EXTRACT>
In 1996, Cobb was named on People magazine's annual list of the "50 most beautiful people".

In 1999, Cobb was in two episodes of the Beastmaster television series, portraying a character very similar to his character from Andromeda.

He left the Andromeda TV series at the start of the fourth season, citing dissatisfaction over the development of his character and went back to stage productions.

Cobb's 2015 play American Moor explores the experiences of Black actors performing texts as written and directed by white writers and directors. The play garnered great academic acclaim. The play debuted Off-Broadway at the Cherry Lane Theatre in August 2019.

He continues to act in theater productions, including roles as Oberon and Duke Theseus in A Midsummer Night's Dream in New York's Geva Theater Center, and the bigoted Juror #10 in Twelve Angry Men at Briggs Opera House in White River Junction, Vermont.

==Filmography==

===Film===

Keith Hamilton Cobb film credits
| Year | Title | Role | Notes | Ref. |
|---|---|---|---|---|
| 1989 | Cold Light of Day | Billy | Uncredited | ^{[citation needed]} |
| 1989 | The American Experience | Felix | Documentary; flashback sequence |  |
| 1990 | Astonished | Simon |  |  |
| 1995 | Eyes Beyond Seeing | Jesus |  |  |

===Television===

Keith Hamilton Cobb television credits
| Year | Title | Role | Notes | Ref. |
|---|---|---|---|---|
| 1995 | The Fresh Prince of Bel-Air | Royce #1 | Episode: "As the Will Turns" |  |
| 1995–1996 | All My Children | Noah Keefer | 22 episodes |  |
| 1997 | Boston Common | Lucas | Episode: "To Bare Is Human" |  |
| 1999 | Total Recall 2070 | Dilah | unknown episodes |  |
| 1999 | Suddenly Susan | Dr. Michael Karpe | Episode: "Vicki Moves In" |  |
| 1999–2000 | BeastMaster | Akili / Akili's Father | Episodes: "Obsession", "Valhalla" |  |
| 2000–2004 | Andromeda | Tyr Anasazi | Main role (seasons 1–4), 68 episodes |  |
| 2003 | One on One | Clay | Episode: "I Know What You Did Last Thursday" |  |
| 2003 | The Twilight Zone | Commander Skyles | Episode: "Cold Fusion" |  |
| 2003–2005 | The Young and the Restless | Damon Porter | 139 episodes |  |
| 2006 | Noah's Arc | Quincy | Recurring role, 5 episodes |  |
| 2007 | CSI: Miami | Oscar's Lawyer | Episode: "Inside Out" |  |
| 2022 | Law & Order | Judge Andrew Morton | Episode: "Free Speech" |  |

==Awards and nominations==
In 1995 Cobb won the Soap Opera Digest Award - Outstanding Male Newcomer for his role of Noah Keefer on All My Children and in 1996 won the Soap Opera Digest Award - Hottest Soap Couple for his work on All My Children (shared with Sydney Penny).

GIVEN EXERCISE>
Reproduce the passage of the Cobb article from "In 1999, Cobb" to "River Junction, Vermont." word for word. The material that follows is taken from a different source than the article on Keith Hamilton Cobb.

DATA LINES>

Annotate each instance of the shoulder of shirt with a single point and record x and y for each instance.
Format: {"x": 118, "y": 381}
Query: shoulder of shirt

SOLVED EXERCISE>
In 1999, Cobb was in two episodes of the Beastmaster television series, portraying a character very similar to his character from Andromeda.

He left the Andromeda TV series at the start of the fourth season, citing dissatisfaction over the development of his character and went back to stage productions.

Cobb's 2015 play American Moor explores the experiences of Black actors performing texts as written and directed by white writers and directors. The play garnered great academic acclaim. The play debuted Off-Broadway at the Cherry Lane Theatre in August 2019.

He continues to act in theater productions, including roles as Oberon and Duke Theseus in A Midsummer Night's Dream in New York's Geva Theater Center, and the bigoted Juror #10 in Twelve Angry Men at Briggs Opera House in White River Junction, Vermont.